WHAT TO DO> Reproduce word for word the lines between those holding "Note: pick out each instance of the grey" and "Note: pick out each instance of the paved", inclusive, and nothing else from the data below.

DATA SECTION>
* * *
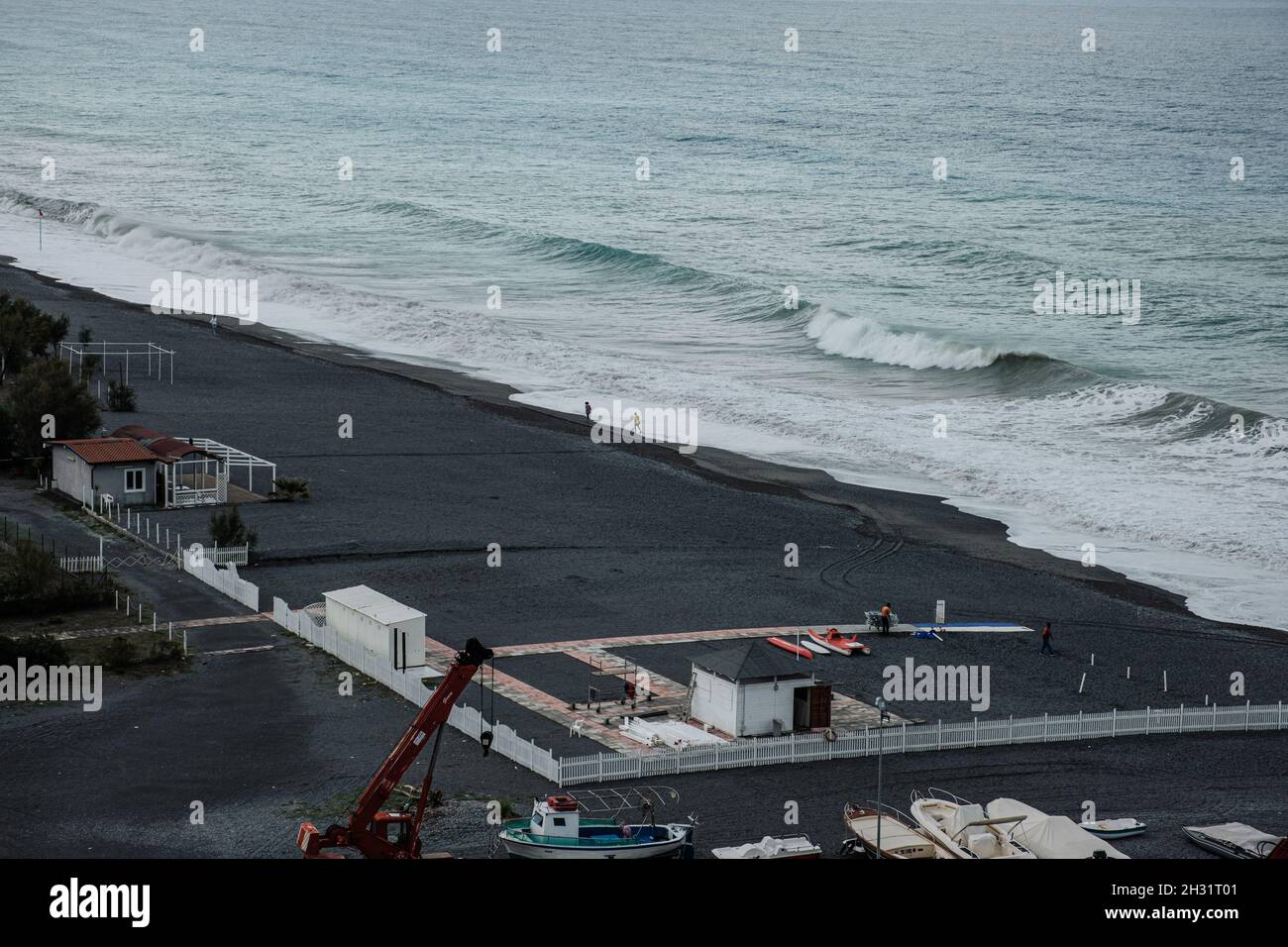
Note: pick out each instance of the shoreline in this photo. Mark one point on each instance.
* * *
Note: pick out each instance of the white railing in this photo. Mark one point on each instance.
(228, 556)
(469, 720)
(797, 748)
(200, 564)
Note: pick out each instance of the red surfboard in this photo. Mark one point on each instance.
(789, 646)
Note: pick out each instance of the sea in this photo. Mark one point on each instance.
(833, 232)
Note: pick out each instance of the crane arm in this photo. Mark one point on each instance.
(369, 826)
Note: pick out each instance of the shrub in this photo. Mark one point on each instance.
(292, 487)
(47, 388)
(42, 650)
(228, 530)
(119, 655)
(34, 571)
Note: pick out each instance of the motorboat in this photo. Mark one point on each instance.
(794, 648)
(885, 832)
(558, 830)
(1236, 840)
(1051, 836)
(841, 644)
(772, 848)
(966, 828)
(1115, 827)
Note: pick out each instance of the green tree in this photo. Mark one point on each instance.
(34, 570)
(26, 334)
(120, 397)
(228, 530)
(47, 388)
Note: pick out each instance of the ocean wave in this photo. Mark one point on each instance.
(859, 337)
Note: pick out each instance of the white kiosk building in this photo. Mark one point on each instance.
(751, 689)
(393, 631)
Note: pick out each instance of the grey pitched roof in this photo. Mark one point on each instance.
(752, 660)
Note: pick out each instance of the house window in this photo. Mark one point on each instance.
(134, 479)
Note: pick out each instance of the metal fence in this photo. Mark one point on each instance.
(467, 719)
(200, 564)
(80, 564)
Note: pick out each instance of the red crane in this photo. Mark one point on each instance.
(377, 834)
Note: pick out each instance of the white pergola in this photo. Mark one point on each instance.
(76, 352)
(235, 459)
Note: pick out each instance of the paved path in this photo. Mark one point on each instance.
* * *
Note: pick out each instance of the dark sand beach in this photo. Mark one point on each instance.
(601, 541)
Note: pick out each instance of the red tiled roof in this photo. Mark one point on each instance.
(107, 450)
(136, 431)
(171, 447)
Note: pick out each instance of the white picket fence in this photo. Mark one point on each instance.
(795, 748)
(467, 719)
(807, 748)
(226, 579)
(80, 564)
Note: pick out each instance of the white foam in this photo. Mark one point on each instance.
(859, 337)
* * *
RESULT OF THE TASK>
Note: pick out each instance of the grey pitched roof in this photo. Mark one point on each instance.
(752, 660)
Note: pick out each instance of the house window in this photo. Mark one point on each instance.
(134, 479)
Note: pick out each instance of the metal fence in this photo. Mark one point on each instance.
(467, 719)
(200, 564)
(80, 564)
Note: pick out each instance of the red crane in this photo. Mark one point on each instance.
(377, 834)
Note: pick out each instance of the white pergola in this photo. Mark one point on each instance.
(76, 352)
(235, 459)
Note: pick out each instance of the paved path in this photo. Mark one point on each instance.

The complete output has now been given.